Crashing white water

We continued on past the bridge until we reached a cement staircase on the left side of the river. At the top of the stairs we found a walkway alongside the river that crossed under the highway bridge. When we reached the other side we found ourselves at a vantage point facing the crashing white foam that obliterated all sight of the water.

Under the bridge

From under the bridge we were able to climb to higher points that offered incredible views of the torment of water that crashed around us. The sight struck awe into the beholder for the sheer magnificence of the power of that water.

We headed back to the car by way of a staircase we found just beyond the first bridge. It would have been much shorter to go down that staircase directly from the parking lot, arriving at the point where the water began to force itself under the bridge, but the surprise we felt at the discovery of that pounding torrent while walking through the woods would have been missing.

LEAVENWORTH

Entrance to town

After we left Deception Falls, we drove another forty minutes through the mountains before we went around a final curve in the road and in front of us, like an erstwhile Brigadoon, the town of Leavenworth materialized. The incongruous vision of a quaint little village that looked as if it belonged along the Romantichstrasse in Germany in the center of the Cascade Mountains made me feel as if we had transcended a time and space continuam. During our entre stay there I felt as if I had to tiptoe around to avoid its disappearing in front of our very eyes.

Town square gazebo

Sometime back in the 1960's a new motel decorated in Bavarian style opened in the sleepy little town of Leavenworth. The townspeople noticed that travelers driving through on State Highway 12 from Spokane bagan stopping for the night more often at the German motel than at any other place in town. In fact, the flower trimmed, white and brown building had more visitors than the rest of the town businesses put together. Leavenworth's movers and shakers studied the situation and discovered that it wasn't the amenities the motel provided, or the comfort available in its rooms, but the atmosphere provided by the hanging flower baskets and the charming brown wood decorations on the exterior of the motel that attracted the tourists.

Within a very short time other, older structures in the downtown area began making changes in their outward appearance, sprouting their own touches of Bavaria. Soon the tourists began arriving, and they haven't stopped. Today in the summer the multitude of Leavenworth's Bavarian style motels and Bed and Breakfast places hang out NO VACANCY signs even on a week day.

Shop on Front Street

Over the years, the tiny community has formulated rules defining its Bavarianness. Today, no structure may be built that does not confine itself to being a vision of old Bavaria. King Ludwig II himself would be proud.

Leavenworth Mall

The new town is more Bavarian than the original towns it is trying to copy.

Leavenworth shop

Even gas stations and supermarkets must utilize the Bavarian theme in their construction, and they seem to do so with abandon.

Bavarian style Safeway in Leavenworth

To say only that the town fathers succeeded in converting their nondescript town into a fantasy village would be as much of an understatement as it would be to say that Houston is warm in the summer.

And it is also important to add that their creation is as well made as a Disney version would be. The town, nestled as it is among the Cascade Mountain peaks, is one of the most delightful man-made sights around. Window boxes jammed with red and yellow flowers adorn each sill.

BRIEF A: In the travel text about Leavenworth, in what decade did the Bavarian-style motel open in the town?

ENTRIES SUPPLIED:
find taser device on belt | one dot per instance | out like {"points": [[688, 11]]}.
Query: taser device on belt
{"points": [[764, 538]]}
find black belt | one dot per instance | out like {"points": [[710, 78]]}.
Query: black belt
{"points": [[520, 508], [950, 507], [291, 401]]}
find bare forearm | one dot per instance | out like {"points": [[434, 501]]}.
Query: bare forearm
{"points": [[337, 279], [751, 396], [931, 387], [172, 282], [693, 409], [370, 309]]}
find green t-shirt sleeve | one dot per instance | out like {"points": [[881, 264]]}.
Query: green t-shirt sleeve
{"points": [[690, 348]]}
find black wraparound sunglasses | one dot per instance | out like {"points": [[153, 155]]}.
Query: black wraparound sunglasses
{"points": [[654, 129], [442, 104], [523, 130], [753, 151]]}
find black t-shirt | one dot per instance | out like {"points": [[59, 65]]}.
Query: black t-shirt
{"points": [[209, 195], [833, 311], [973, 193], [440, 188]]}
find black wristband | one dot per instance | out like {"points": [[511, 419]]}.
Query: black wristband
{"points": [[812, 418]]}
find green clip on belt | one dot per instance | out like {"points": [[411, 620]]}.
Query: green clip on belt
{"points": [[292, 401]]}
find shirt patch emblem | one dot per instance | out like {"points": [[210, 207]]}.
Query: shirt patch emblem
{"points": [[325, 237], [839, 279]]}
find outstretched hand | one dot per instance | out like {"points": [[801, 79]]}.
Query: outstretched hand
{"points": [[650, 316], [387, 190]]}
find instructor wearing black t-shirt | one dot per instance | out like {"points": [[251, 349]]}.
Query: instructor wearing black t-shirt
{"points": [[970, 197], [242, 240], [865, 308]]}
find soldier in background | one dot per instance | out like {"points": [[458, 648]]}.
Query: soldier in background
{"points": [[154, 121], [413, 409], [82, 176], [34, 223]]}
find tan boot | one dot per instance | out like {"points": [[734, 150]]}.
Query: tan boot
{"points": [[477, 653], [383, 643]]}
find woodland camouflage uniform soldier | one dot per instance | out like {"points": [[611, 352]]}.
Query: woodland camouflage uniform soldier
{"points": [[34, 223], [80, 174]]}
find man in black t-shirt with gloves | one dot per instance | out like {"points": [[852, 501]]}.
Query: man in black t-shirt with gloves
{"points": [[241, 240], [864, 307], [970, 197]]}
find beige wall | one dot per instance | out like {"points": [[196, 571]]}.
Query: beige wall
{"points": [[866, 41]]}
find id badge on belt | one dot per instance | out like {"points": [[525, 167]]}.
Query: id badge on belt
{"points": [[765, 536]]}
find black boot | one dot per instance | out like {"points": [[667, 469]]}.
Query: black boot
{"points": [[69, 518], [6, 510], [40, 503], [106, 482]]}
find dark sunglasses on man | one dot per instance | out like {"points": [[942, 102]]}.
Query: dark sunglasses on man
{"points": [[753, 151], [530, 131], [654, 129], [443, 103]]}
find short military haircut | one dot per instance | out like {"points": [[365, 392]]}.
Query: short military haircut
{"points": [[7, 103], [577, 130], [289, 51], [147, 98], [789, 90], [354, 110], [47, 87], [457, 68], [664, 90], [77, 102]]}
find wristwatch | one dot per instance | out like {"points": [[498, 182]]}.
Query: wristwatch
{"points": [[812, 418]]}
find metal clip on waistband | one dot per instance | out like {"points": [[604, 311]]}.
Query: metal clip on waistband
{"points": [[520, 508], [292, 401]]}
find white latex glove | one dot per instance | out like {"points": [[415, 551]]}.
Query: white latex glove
--
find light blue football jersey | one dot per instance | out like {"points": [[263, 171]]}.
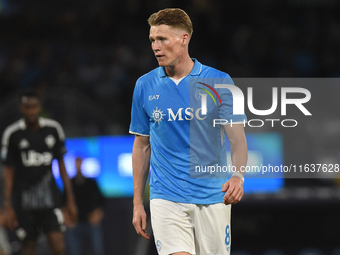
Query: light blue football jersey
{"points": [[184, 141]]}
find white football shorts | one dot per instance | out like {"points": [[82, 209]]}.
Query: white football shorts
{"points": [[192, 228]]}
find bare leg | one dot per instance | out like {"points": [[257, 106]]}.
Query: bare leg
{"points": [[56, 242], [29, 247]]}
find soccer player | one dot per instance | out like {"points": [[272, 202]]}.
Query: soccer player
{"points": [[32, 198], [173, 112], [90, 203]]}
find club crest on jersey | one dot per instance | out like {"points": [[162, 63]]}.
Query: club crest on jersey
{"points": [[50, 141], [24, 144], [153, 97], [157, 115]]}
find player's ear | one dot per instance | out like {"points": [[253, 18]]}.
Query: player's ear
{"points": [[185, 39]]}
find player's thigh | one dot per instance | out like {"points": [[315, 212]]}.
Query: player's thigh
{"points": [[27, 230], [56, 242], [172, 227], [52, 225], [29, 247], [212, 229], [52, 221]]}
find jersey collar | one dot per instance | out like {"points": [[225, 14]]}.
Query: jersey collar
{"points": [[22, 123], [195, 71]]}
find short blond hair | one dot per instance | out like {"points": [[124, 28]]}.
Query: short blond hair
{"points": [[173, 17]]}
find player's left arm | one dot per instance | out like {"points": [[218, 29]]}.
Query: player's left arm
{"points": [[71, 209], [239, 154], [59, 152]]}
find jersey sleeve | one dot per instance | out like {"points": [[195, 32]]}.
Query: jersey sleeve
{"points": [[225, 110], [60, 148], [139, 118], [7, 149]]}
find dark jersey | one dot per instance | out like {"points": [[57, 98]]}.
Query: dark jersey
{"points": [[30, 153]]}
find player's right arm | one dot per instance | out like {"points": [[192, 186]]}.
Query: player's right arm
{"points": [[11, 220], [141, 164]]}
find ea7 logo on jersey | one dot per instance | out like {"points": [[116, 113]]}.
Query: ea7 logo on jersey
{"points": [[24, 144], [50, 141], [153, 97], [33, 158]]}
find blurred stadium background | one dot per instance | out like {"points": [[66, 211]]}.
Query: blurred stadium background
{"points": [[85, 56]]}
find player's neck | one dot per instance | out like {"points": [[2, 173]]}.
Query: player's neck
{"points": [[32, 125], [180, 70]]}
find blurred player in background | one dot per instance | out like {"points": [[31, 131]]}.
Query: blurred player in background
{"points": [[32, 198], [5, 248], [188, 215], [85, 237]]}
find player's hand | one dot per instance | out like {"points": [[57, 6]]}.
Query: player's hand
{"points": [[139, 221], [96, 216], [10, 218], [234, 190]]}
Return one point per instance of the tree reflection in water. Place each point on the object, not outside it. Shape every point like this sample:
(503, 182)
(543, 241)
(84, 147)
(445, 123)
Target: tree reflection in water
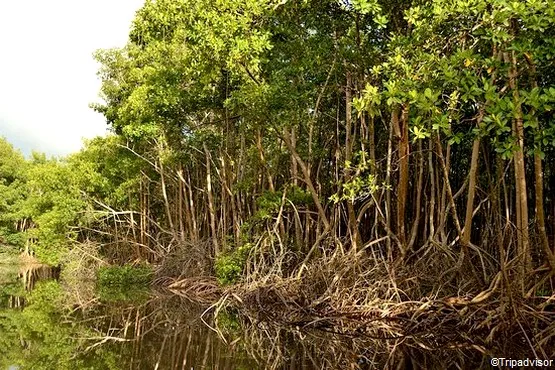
--
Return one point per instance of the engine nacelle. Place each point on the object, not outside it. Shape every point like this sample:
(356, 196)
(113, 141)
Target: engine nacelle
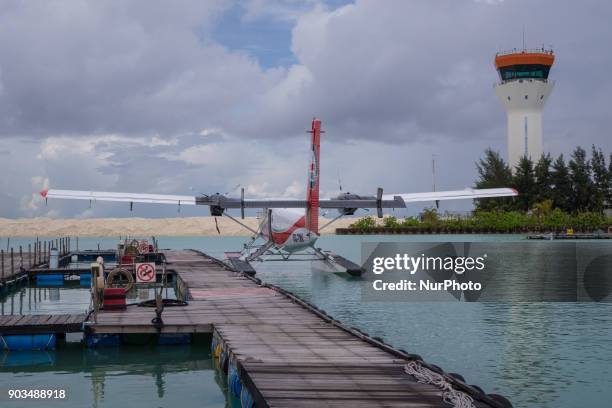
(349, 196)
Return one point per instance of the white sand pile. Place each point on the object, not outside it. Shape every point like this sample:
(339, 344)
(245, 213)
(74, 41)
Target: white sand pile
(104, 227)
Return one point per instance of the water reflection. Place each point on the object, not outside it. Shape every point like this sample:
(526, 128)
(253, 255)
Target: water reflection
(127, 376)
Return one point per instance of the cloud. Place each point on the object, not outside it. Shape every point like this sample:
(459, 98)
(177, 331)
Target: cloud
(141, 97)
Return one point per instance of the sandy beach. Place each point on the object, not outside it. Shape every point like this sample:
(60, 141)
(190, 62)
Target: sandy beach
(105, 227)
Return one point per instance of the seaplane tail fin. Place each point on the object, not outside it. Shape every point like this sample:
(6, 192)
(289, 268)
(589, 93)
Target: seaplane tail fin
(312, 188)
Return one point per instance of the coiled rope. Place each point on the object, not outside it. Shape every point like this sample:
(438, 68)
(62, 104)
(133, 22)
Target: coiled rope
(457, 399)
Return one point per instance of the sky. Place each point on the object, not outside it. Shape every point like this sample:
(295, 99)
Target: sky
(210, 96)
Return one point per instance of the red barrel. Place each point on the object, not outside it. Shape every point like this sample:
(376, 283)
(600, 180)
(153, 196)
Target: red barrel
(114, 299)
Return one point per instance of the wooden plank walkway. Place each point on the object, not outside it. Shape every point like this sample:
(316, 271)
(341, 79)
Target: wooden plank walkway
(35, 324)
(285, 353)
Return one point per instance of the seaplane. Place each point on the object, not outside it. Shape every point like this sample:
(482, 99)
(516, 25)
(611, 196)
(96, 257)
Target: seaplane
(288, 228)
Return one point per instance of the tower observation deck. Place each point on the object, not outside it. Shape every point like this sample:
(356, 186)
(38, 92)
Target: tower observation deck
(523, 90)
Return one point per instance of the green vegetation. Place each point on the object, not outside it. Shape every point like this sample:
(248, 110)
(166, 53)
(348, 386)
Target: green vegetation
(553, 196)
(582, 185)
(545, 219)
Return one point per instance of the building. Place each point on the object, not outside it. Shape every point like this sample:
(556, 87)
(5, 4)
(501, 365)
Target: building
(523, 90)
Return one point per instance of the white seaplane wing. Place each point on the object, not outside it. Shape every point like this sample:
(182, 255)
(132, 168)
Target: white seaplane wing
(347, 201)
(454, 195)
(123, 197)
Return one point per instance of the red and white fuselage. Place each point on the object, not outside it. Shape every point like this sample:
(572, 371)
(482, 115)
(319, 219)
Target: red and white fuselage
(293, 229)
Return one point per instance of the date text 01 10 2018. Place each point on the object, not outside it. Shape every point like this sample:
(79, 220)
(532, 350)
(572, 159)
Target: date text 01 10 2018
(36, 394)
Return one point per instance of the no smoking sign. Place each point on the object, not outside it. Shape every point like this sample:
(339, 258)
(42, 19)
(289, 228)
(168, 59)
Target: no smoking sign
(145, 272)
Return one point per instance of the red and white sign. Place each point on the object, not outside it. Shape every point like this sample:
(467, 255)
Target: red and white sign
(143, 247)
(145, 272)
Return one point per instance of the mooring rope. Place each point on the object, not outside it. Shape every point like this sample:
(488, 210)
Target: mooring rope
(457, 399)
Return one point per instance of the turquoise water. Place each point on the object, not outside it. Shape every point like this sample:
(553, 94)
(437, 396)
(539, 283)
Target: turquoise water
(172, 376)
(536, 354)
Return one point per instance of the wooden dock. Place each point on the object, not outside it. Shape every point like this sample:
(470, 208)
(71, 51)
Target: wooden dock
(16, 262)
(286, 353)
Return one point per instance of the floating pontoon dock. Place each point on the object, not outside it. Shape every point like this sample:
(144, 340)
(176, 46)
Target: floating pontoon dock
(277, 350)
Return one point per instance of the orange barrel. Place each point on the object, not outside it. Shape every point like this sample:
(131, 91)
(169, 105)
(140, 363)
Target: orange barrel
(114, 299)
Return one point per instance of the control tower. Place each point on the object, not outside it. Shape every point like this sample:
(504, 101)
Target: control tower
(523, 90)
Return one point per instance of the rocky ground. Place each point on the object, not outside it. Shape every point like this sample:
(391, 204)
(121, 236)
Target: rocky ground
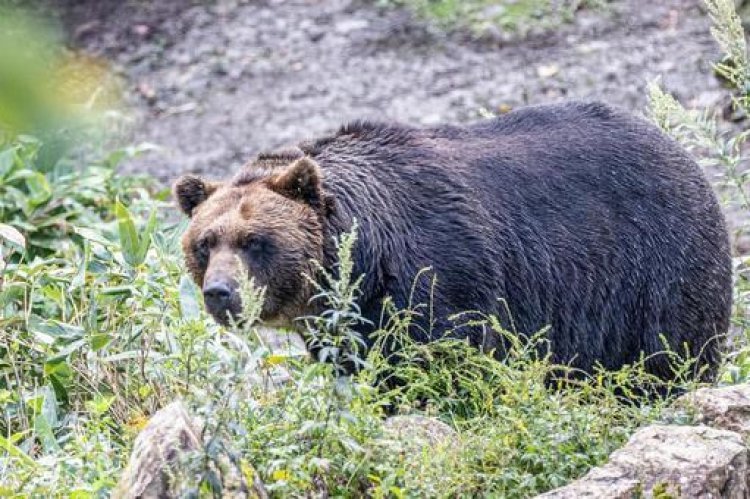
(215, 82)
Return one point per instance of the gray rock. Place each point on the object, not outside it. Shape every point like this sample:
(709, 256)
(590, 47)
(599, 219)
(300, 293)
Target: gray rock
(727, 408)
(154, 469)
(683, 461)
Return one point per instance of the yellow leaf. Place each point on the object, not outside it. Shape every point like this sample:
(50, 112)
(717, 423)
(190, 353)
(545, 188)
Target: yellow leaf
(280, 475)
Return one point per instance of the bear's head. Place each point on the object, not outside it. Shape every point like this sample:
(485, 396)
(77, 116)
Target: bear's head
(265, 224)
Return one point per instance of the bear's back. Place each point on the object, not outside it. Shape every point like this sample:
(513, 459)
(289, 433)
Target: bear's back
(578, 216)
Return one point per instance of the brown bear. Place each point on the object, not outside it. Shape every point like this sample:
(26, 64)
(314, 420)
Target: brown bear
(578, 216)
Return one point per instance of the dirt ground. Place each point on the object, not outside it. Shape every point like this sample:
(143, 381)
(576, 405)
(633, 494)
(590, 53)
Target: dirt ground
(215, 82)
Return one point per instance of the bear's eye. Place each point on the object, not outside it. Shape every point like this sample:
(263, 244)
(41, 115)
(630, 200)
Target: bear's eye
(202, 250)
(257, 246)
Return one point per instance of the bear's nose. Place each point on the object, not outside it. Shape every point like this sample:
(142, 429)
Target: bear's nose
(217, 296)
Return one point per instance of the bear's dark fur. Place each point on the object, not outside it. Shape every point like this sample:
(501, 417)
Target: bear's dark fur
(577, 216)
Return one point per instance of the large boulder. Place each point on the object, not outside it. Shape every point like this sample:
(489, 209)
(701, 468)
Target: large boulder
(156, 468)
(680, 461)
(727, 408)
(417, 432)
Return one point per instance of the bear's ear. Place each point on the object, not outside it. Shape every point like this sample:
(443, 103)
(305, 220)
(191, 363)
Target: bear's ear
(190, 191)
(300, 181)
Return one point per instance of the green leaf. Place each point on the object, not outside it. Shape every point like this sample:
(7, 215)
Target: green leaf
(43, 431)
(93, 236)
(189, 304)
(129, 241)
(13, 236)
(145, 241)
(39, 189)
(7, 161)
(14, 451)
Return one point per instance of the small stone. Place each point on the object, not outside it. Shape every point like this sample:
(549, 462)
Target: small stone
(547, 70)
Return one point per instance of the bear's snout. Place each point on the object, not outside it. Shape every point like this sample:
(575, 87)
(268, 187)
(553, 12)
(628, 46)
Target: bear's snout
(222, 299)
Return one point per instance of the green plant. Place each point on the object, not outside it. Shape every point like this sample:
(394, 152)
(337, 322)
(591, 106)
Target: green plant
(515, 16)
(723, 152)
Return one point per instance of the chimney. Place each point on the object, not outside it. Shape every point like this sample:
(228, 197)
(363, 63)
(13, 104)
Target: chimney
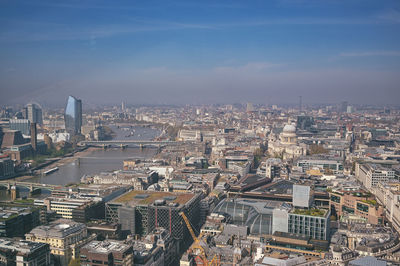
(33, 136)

BRIEF B: Transcribe the lines of the records verbatim, starting at the line containing "find player's hand" and ending at the line containing "Target: tree reflection in water", with both of those lines included.

COMPLETE RESPONSE A: The 1960s.

COMPLETE RESPONSE B:
find player's hand | one dot per instance | out like {"points": [[57, 6]]}.
Query: player's hand
{"points": [[139, 221], [96, 216], [10, 218], [234, 190]]}
Return one point per instance of the tree reflection in water. Place each point on the object, not outside it. Shape every point like this sample:
(503, 182)
(543, 241)
(84, 147)
(445, 123)
Target: tree reflection in water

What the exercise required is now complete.